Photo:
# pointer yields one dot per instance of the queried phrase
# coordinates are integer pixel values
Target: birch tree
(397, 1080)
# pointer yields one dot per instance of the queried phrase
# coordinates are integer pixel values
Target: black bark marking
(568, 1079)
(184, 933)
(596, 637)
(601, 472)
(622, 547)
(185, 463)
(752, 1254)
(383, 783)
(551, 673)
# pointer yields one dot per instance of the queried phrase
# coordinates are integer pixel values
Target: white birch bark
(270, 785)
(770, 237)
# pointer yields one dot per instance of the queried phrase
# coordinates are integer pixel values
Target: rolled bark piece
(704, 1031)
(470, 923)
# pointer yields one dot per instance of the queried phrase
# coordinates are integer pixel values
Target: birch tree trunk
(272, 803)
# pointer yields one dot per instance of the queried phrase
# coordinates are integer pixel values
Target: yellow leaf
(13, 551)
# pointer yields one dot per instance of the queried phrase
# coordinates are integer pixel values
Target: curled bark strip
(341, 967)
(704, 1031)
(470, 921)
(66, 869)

☆ ☆ ☆ ☆

# REQUIRED ACTION
Reproduce without change every line of the entries above, from the one containing "Target: birch tree trunk" through the last.

# SOLUTION BELOW
Target: birch tree trunk
(272, 803)
# pointer yields one dot per instance of the queried phrase
# coordinates are integer pixel values
Target: yellow leaf
(13, 551)
# pointer yields one dot per instance of the queried phrase
# coordinates are integer pixel values
Target: curled bark strip
(341, 967)
(704, 1031)
(470, 921)
(66, 869)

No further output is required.